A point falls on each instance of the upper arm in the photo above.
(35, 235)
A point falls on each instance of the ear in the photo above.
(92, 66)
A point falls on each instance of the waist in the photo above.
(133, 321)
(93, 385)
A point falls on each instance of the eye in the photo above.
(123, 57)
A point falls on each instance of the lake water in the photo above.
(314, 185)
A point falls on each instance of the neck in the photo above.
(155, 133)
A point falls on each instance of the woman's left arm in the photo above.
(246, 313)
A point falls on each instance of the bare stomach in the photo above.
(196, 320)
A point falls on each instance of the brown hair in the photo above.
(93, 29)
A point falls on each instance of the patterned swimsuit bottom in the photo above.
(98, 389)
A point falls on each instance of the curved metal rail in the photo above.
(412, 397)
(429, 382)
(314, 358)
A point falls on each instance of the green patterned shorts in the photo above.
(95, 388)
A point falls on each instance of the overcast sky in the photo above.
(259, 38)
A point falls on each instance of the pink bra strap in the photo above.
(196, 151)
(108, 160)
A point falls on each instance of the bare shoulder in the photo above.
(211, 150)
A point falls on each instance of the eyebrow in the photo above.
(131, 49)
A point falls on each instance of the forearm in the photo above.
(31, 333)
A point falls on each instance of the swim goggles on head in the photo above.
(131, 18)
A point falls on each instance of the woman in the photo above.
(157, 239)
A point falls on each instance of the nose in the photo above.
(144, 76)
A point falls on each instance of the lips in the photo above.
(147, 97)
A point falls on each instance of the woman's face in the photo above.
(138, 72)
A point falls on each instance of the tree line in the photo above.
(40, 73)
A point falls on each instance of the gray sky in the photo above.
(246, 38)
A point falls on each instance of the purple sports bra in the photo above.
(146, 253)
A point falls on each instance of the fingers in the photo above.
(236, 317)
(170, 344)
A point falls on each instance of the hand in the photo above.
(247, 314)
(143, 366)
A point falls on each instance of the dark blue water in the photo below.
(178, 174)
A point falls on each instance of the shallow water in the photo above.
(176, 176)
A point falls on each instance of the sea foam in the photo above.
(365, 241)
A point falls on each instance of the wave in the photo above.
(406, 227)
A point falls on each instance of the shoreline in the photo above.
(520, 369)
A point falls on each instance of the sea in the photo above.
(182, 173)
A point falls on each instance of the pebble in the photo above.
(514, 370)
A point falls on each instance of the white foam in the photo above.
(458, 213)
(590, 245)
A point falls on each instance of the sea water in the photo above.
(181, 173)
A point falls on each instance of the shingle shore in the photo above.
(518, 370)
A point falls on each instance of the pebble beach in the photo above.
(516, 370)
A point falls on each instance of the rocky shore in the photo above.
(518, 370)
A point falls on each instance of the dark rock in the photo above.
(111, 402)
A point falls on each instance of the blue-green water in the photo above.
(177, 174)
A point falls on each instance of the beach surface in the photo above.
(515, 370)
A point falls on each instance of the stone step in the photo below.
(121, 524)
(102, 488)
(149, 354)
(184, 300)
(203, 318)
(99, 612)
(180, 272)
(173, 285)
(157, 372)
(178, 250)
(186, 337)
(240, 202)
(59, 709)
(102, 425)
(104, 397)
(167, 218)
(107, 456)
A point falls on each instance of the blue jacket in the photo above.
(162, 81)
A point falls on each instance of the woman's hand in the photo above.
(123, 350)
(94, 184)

===============

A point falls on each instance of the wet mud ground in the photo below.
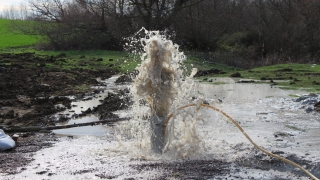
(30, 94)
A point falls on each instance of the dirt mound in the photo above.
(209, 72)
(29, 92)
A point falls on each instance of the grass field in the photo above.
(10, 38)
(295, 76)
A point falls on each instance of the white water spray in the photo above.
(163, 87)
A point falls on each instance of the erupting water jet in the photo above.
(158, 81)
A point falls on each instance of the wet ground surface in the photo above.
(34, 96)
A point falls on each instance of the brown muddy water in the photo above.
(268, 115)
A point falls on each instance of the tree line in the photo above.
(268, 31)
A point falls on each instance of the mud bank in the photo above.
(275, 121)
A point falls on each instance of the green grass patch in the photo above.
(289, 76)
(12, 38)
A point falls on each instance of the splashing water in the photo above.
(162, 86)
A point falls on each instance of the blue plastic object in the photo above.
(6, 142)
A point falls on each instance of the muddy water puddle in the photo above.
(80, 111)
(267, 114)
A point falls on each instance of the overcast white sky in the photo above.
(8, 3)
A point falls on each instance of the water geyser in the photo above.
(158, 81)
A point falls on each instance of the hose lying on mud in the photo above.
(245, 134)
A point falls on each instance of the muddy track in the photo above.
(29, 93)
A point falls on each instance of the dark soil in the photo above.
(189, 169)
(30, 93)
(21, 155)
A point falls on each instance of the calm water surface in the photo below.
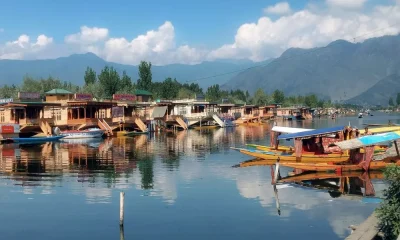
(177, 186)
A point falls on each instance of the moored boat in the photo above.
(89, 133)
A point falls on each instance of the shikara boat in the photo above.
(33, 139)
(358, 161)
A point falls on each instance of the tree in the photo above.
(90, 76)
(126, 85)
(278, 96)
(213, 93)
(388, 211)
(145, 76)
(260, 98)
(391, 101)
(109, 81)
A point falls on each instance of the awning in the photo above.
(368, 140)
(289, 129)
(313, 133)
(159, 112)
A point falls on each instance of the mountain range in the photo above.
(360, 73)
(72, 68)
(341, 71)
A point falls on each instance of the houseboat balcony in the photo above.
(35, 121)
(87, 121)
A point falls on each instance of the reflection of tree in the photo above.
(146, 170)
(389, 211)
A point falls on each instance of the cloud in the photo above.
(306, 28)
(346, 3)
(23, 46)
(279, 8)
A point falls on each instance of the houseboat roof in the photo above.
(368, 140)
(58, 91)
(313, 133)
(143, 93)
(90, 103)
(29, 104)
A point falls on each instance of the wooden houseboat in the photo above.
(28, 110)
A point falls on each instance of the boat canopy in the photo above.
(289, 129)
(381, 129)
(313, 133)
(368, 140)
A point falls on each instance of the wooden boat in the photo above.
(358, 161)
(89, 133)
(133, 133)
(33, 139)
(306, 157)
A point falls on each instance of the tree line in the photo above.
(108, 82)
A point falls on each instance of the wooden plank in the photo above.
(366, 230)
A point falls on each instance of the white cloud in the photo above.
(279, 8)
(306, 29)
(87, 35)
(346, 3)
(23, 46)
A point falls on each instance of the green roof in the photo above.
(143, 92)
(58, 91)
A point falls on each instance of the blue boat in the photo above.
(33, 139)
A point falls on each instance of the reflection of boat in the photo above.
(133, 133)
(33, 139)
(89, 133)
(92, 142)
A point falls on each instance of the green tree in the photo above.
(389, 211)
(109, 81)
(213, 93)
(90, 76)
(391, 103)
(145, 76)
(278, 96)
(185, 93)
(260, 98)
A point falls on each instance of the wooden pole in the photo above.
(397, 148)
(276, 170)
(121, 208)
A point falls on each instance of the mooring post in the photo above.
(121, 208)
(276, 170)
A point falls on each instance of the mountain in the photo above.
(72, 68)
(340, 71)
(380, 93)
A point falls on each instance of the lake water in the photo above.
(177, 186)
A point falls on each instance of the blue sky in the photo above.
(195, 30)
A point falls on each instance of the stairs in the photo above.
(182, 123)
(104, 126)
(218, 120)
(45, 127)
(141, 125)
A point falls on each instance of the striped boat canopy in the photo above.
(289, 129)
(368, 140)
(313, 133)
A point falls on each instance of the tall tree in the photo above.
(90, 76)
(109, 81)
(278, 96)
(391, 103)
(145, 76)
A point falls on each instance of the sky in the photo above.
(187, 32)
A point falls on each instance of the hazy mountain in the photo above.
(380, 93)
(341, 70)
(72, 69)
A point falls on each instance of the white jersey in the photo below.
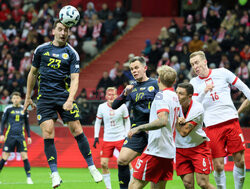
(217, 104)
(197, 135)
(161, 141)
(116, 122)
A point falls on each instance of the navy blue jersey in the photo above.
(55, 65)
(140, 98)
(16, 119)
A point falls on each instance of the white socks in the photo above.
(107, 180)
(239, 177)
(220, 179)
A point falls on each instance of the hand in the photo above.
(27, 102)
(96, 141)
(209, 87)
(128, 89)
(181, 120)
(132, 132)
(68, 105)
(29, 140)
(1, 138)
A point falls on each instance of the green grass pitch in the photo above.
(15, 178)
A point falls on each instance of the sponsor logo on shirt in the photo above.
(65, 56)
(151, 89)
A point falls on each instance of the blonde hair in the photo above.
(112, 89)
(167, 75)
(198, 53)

===============

Work instructions: Tally the lines in the entries above that contain the string "hair", with uppercase and lowercase letters treated as different. Reply with the number alone.

Exercise response: 2